SHORT TASK: Turn every line of the material below into a Markdown table with the columns No. and Entry, giving each line its own row number and skipping blank lines.

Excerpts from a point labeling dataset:

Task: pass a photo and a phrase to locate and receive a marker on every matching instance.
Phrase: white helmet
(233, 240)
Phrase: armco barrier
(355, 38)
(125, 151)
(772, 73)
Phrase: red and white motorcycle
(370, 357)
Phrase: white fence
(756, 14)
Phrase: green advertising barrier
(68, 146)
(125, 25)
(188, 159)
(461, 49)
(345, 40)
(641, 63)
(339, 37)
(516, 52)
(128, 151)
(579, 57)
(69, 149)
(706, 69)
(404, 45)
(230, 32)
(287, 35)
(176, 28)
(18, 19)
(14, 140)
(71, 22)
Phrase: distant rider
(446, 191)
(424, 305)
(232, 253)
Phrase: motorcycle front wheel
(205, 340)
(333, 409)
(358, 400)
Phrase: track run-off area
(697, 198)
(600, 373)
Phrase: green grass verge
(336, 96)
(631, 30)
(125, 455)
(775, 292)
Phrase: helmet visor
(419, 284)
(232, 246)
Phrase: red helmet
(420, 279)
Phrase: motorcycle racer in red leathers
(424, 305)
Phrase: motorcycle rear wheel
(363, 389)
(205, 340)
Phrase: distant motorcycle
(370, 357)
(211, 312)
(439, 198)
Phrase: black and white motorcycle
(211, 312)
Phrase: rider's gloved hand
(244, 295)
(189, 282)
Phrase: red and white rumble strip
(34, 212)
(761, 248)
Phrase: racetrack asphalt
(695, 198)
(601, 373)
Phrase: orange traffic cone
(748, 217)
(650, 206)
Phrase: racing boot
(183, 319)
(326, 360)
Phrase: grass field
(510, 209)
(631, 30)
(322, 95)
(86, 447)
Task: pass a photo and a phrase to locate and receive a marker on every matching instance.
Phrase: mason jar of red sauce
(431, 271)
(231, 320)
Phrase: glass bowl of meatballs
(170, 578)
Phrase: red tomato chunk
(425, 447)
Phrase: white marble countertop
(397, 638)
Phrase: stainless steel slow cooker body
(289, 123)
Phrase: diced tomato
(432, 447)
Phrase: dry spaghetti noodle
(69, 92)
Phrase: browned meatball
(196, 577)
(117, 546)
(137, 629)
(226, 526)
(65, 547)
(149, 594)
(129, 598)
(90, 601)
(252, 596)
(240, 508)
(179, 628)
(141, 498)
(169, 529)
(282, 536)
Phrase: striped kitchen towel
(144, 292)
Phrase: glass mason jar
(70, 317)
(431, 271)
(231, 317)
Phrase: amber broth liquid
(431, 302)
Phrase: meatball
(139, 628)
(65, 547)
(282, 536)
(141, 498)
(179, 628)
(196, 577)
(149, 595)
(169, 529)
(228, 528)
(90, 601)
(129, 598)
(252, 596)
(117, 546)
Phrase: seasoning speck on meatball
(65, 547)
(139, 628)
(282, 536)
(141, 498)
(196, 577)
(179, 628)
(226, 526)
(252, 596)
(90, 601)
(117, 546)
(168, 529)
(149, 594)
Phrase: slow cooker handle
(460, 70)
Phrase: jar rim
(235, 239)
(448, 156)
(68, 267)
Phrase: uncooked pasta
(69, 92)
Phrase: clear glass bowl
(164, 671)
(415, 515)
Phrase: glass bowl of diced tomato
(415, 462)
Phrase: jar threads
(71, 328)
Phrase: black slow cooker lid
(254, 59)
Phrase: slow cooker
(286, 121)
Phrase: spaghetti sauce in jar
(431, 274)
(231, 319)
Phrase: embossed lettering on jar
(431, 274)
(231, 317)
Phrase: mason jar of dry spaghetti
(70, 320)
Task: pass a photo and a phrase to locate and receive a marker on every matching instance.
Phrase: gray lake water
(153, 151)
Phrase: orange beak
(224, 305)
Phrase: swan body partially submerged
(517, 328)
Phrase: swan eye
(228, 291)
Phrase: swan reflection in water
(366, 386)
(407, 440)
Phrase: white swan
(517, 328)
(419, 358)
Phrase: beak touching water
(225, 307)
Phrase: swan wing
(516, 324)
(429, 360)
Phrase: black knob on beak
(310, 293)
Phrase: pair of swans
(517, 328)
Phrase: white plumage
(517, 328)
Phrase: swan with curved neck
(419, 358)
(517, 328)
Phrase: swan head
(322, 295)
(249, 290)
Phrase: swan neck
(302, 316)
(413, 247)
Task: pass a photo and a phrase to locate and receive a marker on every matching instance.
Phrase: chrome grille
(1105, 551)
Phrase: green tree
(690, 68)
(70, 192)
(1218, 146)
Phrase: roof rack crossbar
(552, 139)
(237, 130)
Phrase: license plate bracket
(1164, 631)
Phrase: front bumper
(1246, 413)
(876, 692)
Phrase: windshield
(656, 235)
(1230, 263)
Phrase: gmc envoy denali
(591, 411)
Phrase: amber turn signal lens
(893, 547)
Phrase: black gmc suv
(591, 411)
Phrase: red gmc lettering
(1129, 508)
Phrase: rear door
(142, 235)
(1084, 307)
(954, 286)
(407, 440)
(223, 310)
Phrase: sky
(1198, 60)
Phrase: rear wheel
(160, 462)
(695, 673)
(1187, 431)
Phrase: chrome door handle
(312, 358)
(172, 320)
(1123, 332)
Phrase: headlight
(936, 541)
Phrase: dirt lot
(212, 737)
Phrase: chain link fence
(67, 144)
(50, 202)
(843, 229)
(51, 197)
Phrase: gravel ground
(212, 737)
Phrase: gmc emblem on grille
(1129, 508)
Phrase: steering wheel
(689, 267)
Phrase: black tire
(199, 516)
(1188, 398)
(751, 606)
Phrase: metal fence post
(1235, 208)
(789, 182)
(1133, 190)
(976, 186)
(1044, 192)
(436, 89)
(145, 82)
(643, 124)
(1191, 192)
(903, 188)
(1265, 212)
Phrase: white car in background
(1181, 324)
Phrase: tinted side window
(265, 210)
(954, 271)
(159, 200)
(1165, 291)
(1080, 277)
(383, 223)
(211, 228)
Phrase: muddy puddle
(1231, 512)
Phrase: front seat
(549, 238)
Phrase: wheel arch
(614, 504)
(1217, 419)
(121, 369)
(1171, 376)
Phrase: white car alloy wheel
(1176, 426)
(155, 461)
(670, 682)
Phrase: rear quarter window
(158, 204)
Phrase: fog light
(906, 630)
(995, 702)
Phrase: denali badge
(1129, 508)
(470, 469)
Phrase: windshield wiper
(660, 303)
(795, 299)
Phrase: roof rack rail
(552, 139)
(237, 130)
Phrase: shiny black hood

RESULT OF THIS TASK:
| No. | Entry |
|---|---|
| 1 | Task: pass a photo and a phrase to locate and receive a marker on every matching instance. |
| 2 | Phrase: white helmet |
| 3 | (233, 240) |
| 4 | Phrase: armco barrier |
| 5 | (355, 38) |
| 6 | (125, 151) |
| 7 | (772, 73) |
| 8 | Phrase: red and white motorcycle |
| 9 | (370, 357) |
| 10 | Phrase: white fence |
| 11 | (756, 14) |
| 12 | Phrase: green advertising barrier |
| 13 | (68, 146) |
| 14 | (125, 25) |
| 15 | (188, 159) |
| 16 | (461, 49) |
| 17 | (345, 40) |
| 18 | (641, 63) |
| 19 | (339, 37) |
| 20 | (516, 52) |
| 21 | (128, 151) |
| 22 | (579, 57) |
| 23 | (69, 149) |
| 24 | (706, 69) |
| 25 | (404, 45) |
| 26 | (230, 32) |
| 27 | (287, 35) |
| 28 | (176, 28) |
| 29 | (18, 19) |
| 30 | (14, 140) |
| 31 | (71, 22) |
| 32 | Phrase: distant rider |
| 33 | (446, 191) |
| 34 | (424, 305) |
| 35 | (232, 253) |
| 36 | Phrase: motorcycle front wheel |
| 37 | (205, 340) |
| 38 | (333, 409) |
| 39 | (358, 400) |
| 40 | Phrase: track run-off area |
| 41 | (697, 198) |
| 42 | (600, 373) |
| 43 | Phrase: green grass verge |
| 44 | (336, 96) |
| 45 | (631, 30) |
| 46 | (125, 455) |
| 47 | (775, 292) |
| 48 | Phrase: helmet visor |
| 49 | (419, 284) |
| 50 | (232, 246) |
| 51 | Phrase: red helmet |
| 52 | (420, 279) |
| 53 | Phrase: motorcycle racer in red leathers |
| 54 | (424, 305) |
| 55 | Phrase: motorcycle rear wheel |
| 56 | (363, 389) |
| 57 | (205, 340) |
| 58 | Phrase: distant motorcycle |
| 59 | (370, 357) |
| 60 | (211, 312) |
| 61 | (439, 198) |
| 62 | Phrase: black and white motorcycle |
| 63 | (211, 312) |
| 64 | Phrase: rider's gloved hand |
| 65 | (244, 295) |
| 66 | (189, 282) |
| 67 | Phrase: red and white rumble strip |
| 68 | (34, 212) |
| 69 | (761, 248) |
| 70 | Phrase: racetrack asphalt |
| 71 | (695, 198) |
| 72 | (601, 373) |
| 73 | Phrase: orange traffic cone |
| 74 | (748, 217) |
| 75 | (650, 206) |
| 76 | Phrase: racing boot |
| 77 | (183, 319) |
| 78 | (326, 360) |
| 79 | Phrase: grass field |
| 80 | (510, 209) |
| 81 | (631, 30) |
| 82 | (322, 95) |
| 83 | (86, 447) |
| 84 | Task: pass a photo and a phrase to locate and receive a marker on every matching instance. |
| 85 | Phrase: mason jar of red sauce |
| 86 | (431, 271) |
| 87 | (231, 320) |
| 88 | Phrase: glass bowl of meatballs |
| 89 | (170, 578) |
| 90 | Phrase: red tomato chunk |
| 91 | (425, 447) |
| 92 | Phrase: white marble countertop |
| 93 | (397, 638) |
| 94 | Phrase: stainless steel slow cooker body |
| 95 | (289, 123) |
| 96 | Phrase: diced tomato |
| 97 | (432, 447) |
| 98 | Phrase: dry spaghetti noodle |
| 99 | (69, 92) |
| 100 | Phrase: browned meatball |
| 101 | (196, 577) |
| 102 | (117, 546) |
| 103 | (137, 629) |
| 104 | (226, 526) |
| 105 | (65, 547) |
| 106 | (149, 594) |
| 107 | (129, 598) |
| 108 | (90, 601) |
| 109 | (252, 596) |
| 110 | (240, 508) |
| 111 | (179, 628) |
| 112 | (141, 498) |
| 113 | (169, 529) |
| 114 | (282, 536) |
| 115 | Phrase: striped kitchen towel |
| 116 | (144, 292) |
| 117 | Phrase: glass mason jar |
| 118 | (70, 317) |
| 119 | (431, 271) |
| 120 | (231, 317) |
| 121 | Phrase: amber broth liquid |
| 122 | (431, 302) |
| 123 | Phrase: meatball |
| 124 | (139, 628) |
| 125 | (65, 547) |
| 126 | (282, 536) |
| 127 | (141, 498) |
| 128 | (179, 628) |
| 129 | (196, 577) |
| 130 | (149, 595) |
| 131 | (169, 529) |
| 132 | (228, 528) |
| 133 | (90, 601) |
| 134 | (129, 598) |
| 135 | (252, 596) |
| 136 | (117, 546) |
| 137 | Phrase: seasoning speck on meatball |
| 138 | (65, 547) |
| 139 | (139, 628) |
| 140 | (282, 536) |
| 141 | (141, 498) |
| 142 | (196, 577) |
| 143 | (179, 628) |
| 144 | (226, 526) |
| 145 | (252, 596) |
| 146 | (90, 601) |
| 147 | (117, 546) |
| 148 | (168, 529) |
| 149 | (149, 594) |
| 150 | Phrase: slow cooker handle |
| 151 | (460, 70) |
| 152 | Phrase: jar rim |
| 153 | (235, 239) |
| 154 | (448, 156) |
| 155 | (68, 267) |
| 156 | Phrase: uncooked pasta |
| 157 | (69, 92) |
| 158 | Phrase: clear glass bowl |
| 159 | (164, 671) |
| 160 | (415, 515) |
| 161 | Phrase: glass bowl of diced tomato |
| 162 | (415, 462) |
| 163 | Phrase: jar threads |
| 164 | (71, 328) |
| 165 | Phrase: black slow cooker lid |
| 166 | (254, 59) |
| 167 | Phrase: slow cooker |
| 168 | (286, 121) |
| 169 | Phrase: spaghetti sauce in jar |
| 170 | (431, 274) |
| 171 | (231, 319) |
| 172 | Phrase: embossed lettering on jar |
| 173 | (431, 274) |
| 174 | (231, 317) |
| 175 | Phrase: mason jar of dry spaghetti |
| 176 | (70, 320) |
| 177 | Task: pass a photo and a phrase to locate and receive a marker on every matching instance. |
| 178 | Phrase: gray lake water |
| 179 | (153, 151) |
| 180 | Phrase: orange beak |
| 181 | (224, 305) |
| 182 | Phrase: swan body partially submerged |
| 183 | (517, 328) |
| 184 | Phrase: swan eye |
| 185 | (228, 291) |
| 186 | Phrase: swan reflection in water |
| 187 | (366, 386) |
| 188 | (407, 440) |
| 189 | Phrase: white swan |
| 190 | (517, 328) |
| 191 | (419, 358) |
| 192 | Phrase: beak touching water |
| 193 | (225, 307) |
| 194 | Phrase: swan wing |
| 195 | (516, 324) |
| 196 | (429, 360) |
| 197 | Phrase: black knob on beak |
| 198 | (310, 293) |
| 199 | Phrase: pair of swans |
| 200 | (517, 328) |
| 201 | Phrase: white plumage |
| 202 | (517, 328) |
| 203 | Phrase: swan with curved neck |
| 204 | (419, 358) |
| 205 | (517, 328) |
| 206 | Phrase: swan head |
| 207 | (322, 295) |
| 208 | (249, 290) |
| 209 | Phrase: swan neck |
| 210 | (302, 316) |
| 211 | (413, 247) |
| 212 | Task: pass a photo and a phrase to locate and receive a marker on every matching instance. |
| 213 | Phrase: chrome grille |
| 214 | (1105, 551) |
| 215 | Phrase: green tree |
| 216 | (690, 68) |
| 217 | (70, 192) |
| 218 | (1218, 146) |
| 219 | Phrase: roof rack crossbar |
| 220 | (552, 139) |
| 221 | (237, 130) |
| 222 | Phrase: license plate bracket |
| 223 | (1164, 631) |
| 224 | Phrase: front bumper |
| 225 | (1246, 413) |
| 226 | (876, 692) |
| 227 | Phrase: windshield |
| 228 | (656, 235) |
| 229 | (1230, 263) |
| 230 | Phrase: gmc envoy denali |
| 231 | (591, 411) |
| 232 | Phrase: amber turn signal lens |
| 233 | (893, 547) |
| 234 | Phrase: black gmc suv |
| 235 | (591, 411) |
| 236 | Phrase: red gmc lettering |
| 237 | (1129, 508) |
| 238 | Phrase: rear door |
| 239 | (142, 235) |
| 240 | (1084, 307) |
| 241 | (954, 286) |
| 242 | (407, 440) |
| 243 | (223, 310) |
| 244 | Phrase: sky |
| 245 | (1198, 60) |
| 246 | Phrase: rear wheel |
| 247 | (160, 462) |
| 248 | (695, 673) |
| 249 | (1187, 431) |
| 250 | Phrase: chrome door handle |
| 251 | (312, 358) |
| 252 | (172, 320) |
| 253 | (1123, 332) |
| 254 | Phrase: headlight |
| 255 | (936, 541) |
| 256 | Phrase: dirt lot |
| 257 | (212, 737) |
| 258 | Phrase: chain link fence |
| 259 | (67, 144) |
| 260 | (50, 202) |
| 261 | (843, 229) |
| 262 | (51, 197) |
| 263 | Phrase: gravel ground |
| 264 | (212, 737) |
| 265 | Phrase: gmc emblem on grille |
| 266 | (1129, 508) |
| 267 | Phrase: steering wheel |
| 268 | (689, 267) |
| 269 | Phrase: black tire |
| 270 | (199, 516) |
| 271 | (1188, 398) |
| 272 | (751, 606) |
| 273 | Phrase: metal fence post |
| 274 | (1235, 208) |
| 275 | (789, 182) |
| 276 | (1133, 190) |
| 277 | (976, 186) |
| 278 | (1044, 192) |
| 279 | (436, 89) |
| 280 | (145, 82) |
| 281 | (643, 124) |
| 282 | (1191, 192) |
| 283 | (903, 188) |
| 284 | (1265, 212) |
| 285 | Phrase: white car in background |
| 286 | (1181, 324) |
| 287 | Phrase: tinted side window |
| 288 | (265, 210) |
| 289 | (954, 271) |
| 290 | (159, 200) |
| 291 | (1165, 291) |
| 292 | (1080, 277) |
| 293 | (383, 223) |
| 294 | (211, 228) |
| 295 | Phrase: muddy puddle |
| 296 | (1231, 512) |
| 297 | Phrase: front seat |
| 298 | (549, 238) |
| 299 | Phrase: wheel arch |
| 300 | (614, 504) |
| 301 | (1217, 419) |
| 302 | (121, 369) |
| 303 | (1171, 376) |
| 304 | Phrase: white car alloy wheel |
| 305 | (1176, 426) |
| 306 | (155, 461) |
| 307 | (670, 682) |
| 308 | Phrase: rear quarter window |
| 309 | (158, 204) |
| 310 | Phrase: fog light |
| 311 | (906, 630) |
| 312 | (995, 702) |
| 313 | Phrase: denali badge |
| 314 | (1129, 508) |
| 315 | (470, 469) |
| 316 | Phrase: windshield wiper |
| 317 | (660, 303) |
| 318 | (795, 299) |
| 319 | Phrase: roof rack rail |
| 320 | (552, 139) |
| 321 | (237, 130) |
| 322 | Phrase: shiny black hood |